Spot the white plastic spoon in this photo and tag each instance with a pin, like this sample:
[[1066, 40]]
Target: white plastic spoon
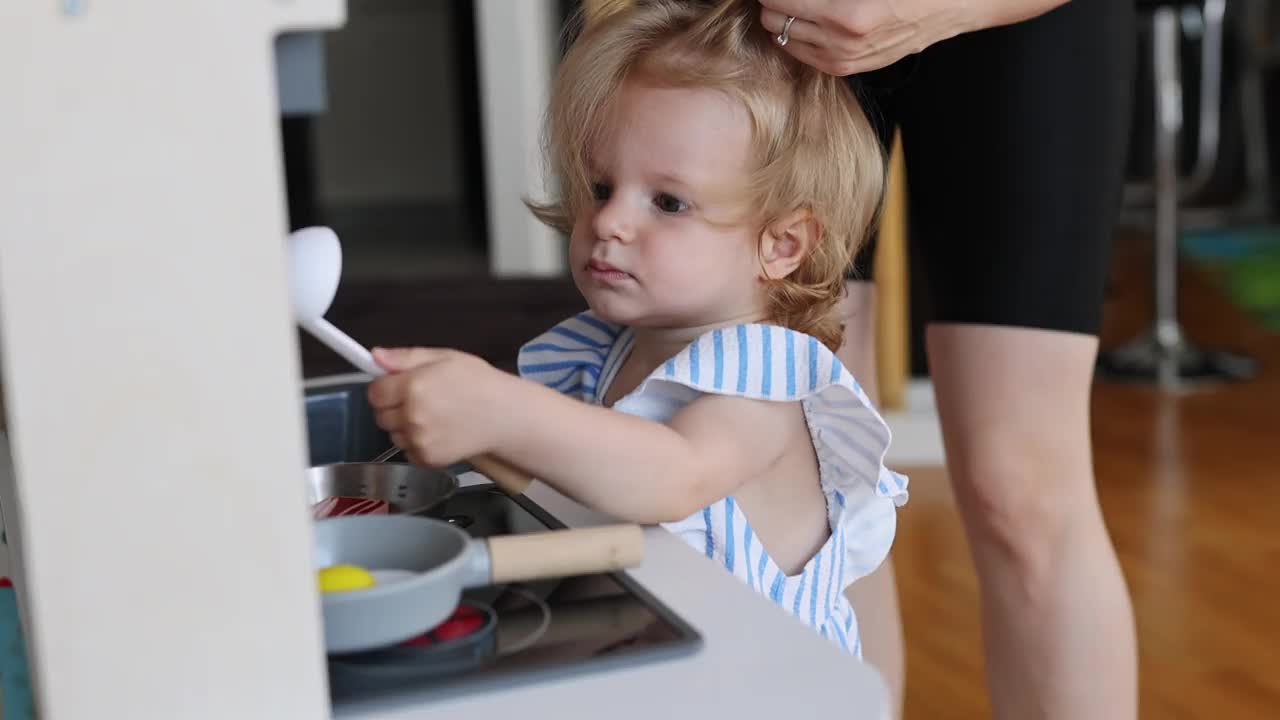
[[315, 268]]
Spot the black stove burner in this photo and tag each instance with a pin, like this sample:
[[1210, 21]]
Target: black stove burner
[[503, 634]]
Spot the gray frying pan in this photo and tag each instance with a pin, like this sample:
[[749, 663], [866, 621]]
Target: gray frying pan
[[423, 565]]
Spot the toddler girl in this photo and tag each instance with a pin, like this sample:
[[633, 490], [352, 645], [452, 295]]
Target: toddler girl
[[713, 191]]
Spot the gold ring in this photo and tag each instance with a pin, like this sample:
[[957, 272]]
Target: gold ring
[[786, 27]]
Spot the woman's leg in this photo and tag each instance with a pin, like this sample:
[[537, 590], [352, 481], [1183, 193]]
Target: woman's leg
[[1057, 624], [1015, 142], [874, 597]]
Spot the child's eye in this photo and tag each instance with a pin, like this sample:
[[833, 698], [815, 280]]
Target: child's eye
[[670, 204]]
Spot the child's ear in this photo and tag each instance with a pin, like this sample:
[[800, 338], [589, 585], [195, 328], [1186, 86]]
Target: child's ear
[[786, 242]]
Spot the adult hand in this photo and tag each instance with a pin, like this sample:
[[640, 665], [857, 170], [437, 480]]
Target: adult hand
[[845, 37]]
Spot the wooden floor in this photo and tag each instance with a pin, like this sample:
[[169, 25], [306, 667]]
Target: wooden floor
[[1191, 491]]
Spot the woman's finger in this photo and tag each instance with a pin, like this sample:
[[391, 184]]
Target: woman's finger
[[812, 55], [800, 30]]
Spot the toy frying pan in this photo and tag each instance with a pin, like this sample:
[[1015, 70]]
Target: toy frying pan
[[423, 565]]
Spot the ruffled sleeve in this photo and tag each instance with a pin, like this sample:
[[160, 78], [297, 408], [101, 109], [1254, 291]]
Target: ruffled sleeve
[[764, 361], [568, 356]]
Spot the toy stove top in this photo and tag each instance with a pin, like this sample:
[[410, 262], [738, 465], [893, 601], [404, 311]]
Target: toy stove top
[[515, 633]]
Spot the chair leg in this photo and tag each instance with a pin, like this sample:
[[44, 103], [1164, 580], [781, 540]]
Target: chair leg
[[1164, 354]]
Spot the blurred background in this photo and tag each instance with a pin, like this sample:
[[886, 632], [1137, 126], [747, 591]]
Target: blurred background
[[414, 132]]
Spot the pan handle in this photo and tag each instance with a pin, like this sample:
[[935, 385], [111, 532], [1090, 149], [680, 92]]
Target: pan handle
[[558, 554], [510, 478]]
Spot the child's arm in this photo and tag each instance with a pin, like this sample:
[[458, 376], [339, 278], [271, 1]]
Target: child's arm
[[449, 406]]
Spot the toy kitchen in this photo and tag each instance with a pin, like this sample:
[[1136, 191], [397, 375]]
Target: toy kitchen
[[161, 542]]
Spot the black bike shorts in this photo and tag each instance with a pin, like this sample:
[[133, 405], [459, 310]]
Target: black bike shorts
[[1015, 144]]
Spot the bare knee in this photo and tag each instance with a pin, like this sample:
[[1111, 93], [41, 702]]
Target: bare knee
[[1020, 507]]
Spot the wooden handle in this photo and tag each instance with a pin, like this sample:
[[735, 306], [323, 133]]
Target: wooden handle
[[510, 478], [560, 554]]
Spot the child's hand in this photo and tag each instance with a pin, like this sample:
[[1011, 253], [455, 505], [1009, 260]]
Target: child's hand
[[439, 406]]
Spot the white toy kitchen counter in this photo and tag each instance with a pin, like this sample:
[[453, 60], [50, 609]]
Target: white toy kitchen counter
[[755, 660]]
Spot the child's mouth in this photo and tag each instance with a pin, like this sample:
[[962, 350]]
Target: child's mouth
[[606, 272]]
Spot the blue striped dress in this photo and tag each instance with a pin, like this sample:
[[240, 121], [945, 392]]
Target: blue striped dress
[[583, 355]]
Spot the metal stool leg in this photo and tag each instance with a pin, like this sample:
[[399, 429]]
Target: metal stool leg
[[1164, 354]]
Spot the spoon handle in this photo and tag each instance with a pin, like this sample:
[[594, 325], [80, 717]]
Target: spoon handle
[[343, 345]]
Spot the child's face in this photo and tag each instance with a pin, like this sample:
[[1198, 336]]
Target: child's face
[[656, 250]]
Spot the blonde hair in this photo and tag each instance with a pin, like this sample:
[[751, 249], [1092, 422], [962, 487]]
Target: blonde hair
[[813, 147]]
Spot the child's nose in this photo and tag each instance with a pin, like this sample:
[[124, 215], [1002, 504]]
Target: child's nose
[[613, 222]]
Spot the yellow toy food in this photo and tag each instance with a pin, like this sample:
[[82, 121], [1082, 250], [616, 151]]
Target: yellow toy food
[[343, 578]]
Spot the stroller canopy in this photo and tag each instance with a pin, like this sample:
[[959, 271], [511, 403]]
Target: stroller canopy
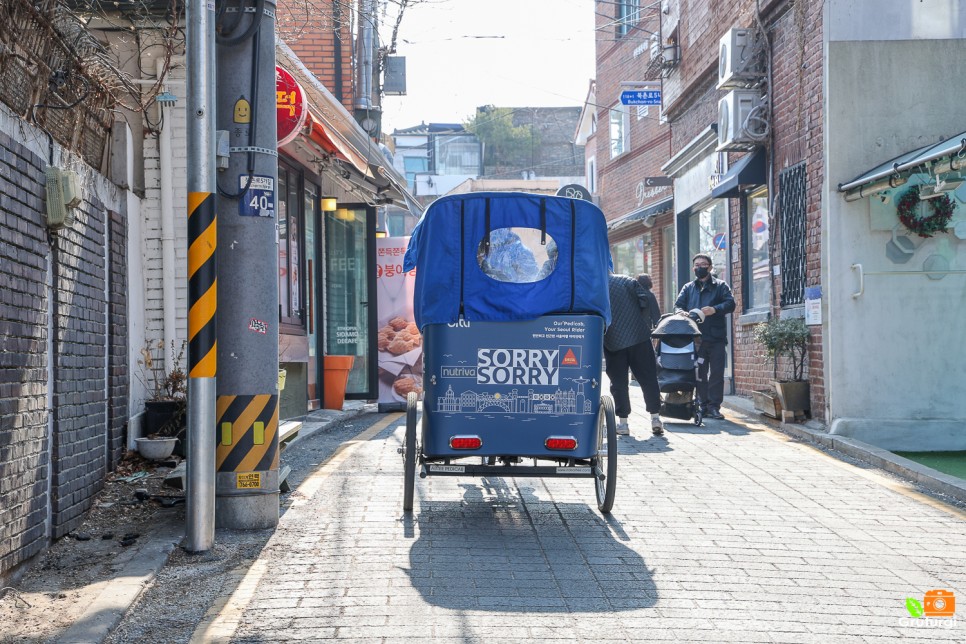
[[674, 324], [475, 256]]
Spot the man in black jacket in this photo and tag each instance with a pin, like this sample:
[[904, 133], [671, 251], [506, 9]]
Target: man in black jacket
[[710, 300], [627, 343]]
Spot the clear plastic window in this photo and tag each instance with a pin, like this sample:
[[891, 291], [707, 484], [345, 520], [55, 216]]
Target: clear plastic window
[[517, 256]]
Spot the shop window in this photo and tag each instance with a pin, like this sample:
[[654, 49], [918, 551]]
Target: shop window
[[755, 252], [708, 234], [632, 256], [792, 208], [291, 219]]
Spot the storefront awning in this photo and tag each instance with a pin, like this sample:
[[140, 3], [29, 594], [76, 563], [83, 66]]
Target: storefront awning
[[948, 156], [642, 214], [749, 170], [333, 128]]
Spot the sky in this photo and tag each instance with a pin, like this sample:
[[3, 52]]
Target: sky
[[461, 54]]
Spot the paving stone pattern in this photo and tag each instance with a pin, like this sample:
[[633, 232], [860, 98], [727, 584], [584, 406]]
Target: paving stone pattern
[[719, 534]]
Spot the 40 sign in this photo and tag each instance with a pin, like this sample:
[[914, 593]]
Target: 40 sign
[[258, 200]]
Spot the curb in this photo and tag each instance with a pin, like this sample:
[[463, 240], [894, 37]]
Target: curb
[[814, 432]]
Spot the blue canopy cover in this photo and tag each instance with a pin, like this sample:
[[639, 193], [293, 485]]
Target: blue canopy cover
[[447, 248]]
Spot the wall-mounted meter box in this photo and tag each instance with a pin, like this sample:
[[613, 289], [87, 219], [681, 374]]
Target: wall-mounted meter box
[[63, 195]]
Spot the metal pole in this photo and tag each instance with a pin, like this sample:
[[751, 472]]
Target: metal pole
[[202, 276], [247, 405]]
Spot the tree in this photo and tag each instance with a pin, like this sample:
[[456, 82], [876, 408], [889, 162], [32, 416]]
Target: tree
[[504, 144]]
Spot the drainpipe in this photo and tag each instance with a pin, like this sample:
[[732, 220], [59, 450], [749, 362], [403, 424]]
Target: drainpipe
[[363, 98], [168, 265]]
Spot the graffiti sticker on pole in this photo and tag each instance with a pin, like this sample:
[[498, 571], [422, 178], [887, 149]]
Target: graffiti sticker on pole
[[258, 200]]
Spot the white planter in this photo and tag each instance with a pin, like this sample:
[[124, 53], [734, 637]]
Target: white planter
[[155, 449]]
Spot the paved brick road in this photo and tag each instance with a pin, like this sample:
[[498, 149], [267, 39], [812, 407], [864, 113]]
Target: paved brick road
[[724, 533]]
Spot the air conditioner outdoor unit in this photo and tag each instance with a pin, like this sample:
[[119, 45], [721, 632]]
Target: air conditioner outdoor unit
[[63, 195], [738, 62], [733, 111]]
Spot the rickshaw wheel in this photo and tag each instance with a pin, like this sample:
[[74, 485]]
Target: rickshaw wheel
[[606, 460], [409, 452]]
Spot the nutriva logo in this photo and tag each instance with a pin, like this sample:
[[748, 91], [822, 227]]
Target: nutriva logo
[[935, 603]]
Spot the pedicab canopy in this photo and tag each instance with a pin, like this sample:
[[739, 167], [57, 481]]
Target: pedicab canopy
[[499, 256]]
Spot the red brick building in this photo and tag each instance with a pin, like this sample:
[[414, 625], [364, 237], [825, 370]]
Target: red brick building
[[747, 175]]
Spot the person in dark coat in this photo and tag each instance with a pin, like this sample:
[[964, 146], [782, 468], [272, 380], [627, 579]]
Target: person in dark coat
[[710, 301], [627, 344], [653, 310]]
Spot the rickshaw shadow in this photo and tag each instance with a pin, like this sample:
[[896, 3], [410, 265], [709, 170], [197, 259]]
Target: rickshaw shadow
[[502, 548]]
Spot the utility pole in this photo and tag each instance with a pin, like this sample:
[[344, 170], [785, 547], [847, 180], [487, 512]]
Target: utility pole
[[247, 409], [202, 278]]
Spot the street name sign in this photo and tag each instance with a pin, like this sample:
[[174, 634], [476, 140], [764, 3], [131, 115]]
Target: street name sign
[[641, 97]]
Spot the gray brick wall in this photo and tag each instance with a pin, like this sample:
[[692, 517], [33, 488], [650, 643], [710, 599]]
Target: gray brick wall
[[80, 336], [58, 472], [24, 454]]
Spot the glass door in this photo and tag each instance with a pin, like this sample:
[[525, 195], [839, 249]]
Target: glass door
[[349, 241]]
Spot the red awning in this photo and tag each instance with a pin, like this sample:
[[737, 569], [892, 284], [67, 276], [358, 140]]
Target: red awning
[[330, 140]]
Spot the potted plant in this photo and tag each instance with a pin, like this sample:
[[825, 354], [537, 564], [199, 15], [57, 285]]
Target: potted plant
[[165, 409], [788, 338]]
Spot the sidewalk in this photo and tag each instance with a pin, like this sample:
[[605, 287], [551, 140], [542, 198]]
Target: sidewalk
[[728, 532]]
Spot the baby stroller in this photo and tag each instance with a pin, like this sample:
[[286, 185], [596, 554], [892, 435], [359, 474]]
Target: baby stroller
[[677, 355]]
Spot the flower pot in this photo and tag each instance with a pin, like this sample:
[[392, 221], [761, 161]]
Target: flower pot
[[794, 395], [166, 419], [767, 402], [336, 375], [155, 449]]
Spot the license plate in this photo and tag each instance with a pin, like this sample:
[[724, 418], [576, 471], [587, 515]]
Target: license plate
[[453, 469]]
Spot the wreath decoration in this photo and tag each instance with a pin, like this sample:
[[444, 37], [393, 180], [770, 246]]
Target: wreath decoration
[[908, 210]]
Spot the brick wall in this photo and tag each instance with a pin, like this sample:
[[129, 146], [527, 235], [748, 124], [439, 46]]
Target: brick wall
[[315, 41], [80, 401], [795, 30], [24, 456], [118, 373], [53, 458]]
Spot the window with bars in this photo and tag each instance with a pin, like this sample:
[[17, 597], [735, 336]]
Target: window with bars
[[792, 207], [628, 15]]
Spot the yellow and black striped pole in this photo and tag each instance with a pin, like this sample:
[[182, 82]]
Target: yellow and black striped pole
[[202, 277], [247, 403]]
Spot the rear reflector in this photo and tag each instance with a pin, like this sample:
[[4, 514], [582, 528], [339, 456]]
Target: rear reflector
[[465, 442], [561, 442]]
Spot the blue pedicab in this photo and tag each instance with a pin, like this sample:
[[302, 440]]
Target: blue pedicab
[[511, 298]]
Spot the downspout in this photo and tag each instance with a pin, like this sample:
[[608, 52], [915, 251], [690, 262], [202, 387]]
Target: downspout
[[363, 98], [168, 264], [338, 90]]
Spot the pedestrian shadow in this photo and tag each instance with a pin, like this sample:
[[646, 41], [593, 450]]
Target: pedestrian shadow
[[648, 444], [501, 548], [708, 426]]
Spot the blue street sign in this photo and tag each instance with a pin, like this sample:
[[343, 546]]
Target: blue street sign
[[641, 97]]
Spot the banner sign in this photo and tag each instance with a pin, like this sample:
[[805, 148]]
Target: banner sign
[[290, 108], [399, 341]]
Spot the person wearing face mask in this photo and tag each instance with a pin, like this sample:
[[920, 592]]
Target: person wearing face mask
[[709, 299]]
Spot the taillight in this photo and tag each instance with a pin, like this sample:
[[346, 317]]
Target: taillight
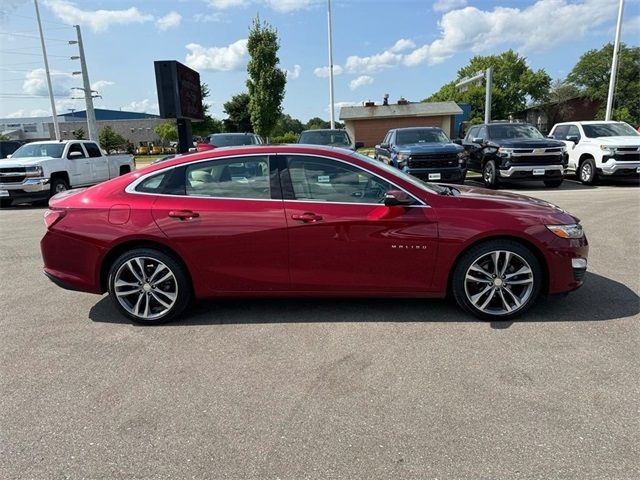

- [About this exercise]: Begin at the first line of the data above and repeat each line exactly, stopping after the line containing "[[44, 103], [1164, 580], [781, 540]]". Omit the pictures.

- [Answer area]:
Spot the white plastic spoon in this photo and tag each instance with a pin, like this sample:
[[1066, 40]]
Target: white plastic spoon
[[315, 268]]
Spot the black stove burner in this photo and tag each instance with a pin, like this sample:
[[1210, 21]]
Target: black stove burner
[[503, 634]]
Spot the gray frying pan in this photo and tag each instance with a pin, like this sample:
[[749, 663], [866, 621]]
Target: gray frying pan
[[423, 565]]
Spot the toddler girl in this photo and tag each instance with a pin, like this sample:
[[633, 490], [352, 645], [452, 295]]
Target: toddler girl
[[713, 191]]
Spot the gold ring in this photo and tag each instance with a pin, like this sample:
[[957, 272]]
Target: gold ring
[[786, 27]]
Spot the woman's leg in this photo and tag each instance with a pin, like this sample:
[[537, 590], [352, 481], [1183, 193]]
Target: woman's leg
[[1057, 624], [1015, 142], [874, 597]]
Spot the child's eye in this photo and tag each instance with a pin, like this sample:
[[833, 698], [815, 280]]
Target: child's eye
[[670, 204]]
Spot the child's ear in this photo and tag each instance with a pin, like this sample:
[[800, 338], [589, 585], [195, 328], [1186, 86]]
Target: child's ear
[[786, 242]]
Spot the adult hand in this photo and tag each instance with a pin, like this sample:
[[640, 665], [857, 170], [437, 480]]
Target: adult hand
[[845, 37]]
Spot the wooden floor in this photo and tag each instance with a pin, like this sample:
[[169, 25], [306, 667]]
Target: wooden floor
[[1191, 491]]
Spot the woman's finger in this photo and tag each instance with a pin, like this sample:
[[391, 184]]
Target: woman's finger
[[812, 55], [800, 30]]
Spot the toy frying pan in this photo and tag each instance with a pin, like this sample:
[[1015, 70]]
Target: toy frying pan
[[423, 565]]
Spot the ruffled sleeve in this photo and tag each instance with a pin, like this sample:
[[160, 78], [297, 408], [101, 109], [1254, 291]]
Target: ruffled sleeve
[[764, 361], [568, 356]]
Spot the toy stove top in this photo and tag each instance with a pin, like this sample:
[[410, 262], [738, 465], [893, 601], [404, 311]]
Target: toy stove top
[[515, 633]]
Spot the chair leg in this photo and tag each instance with a pin, like this sample:
[[44, 103], [1164, 580], [781, 540]]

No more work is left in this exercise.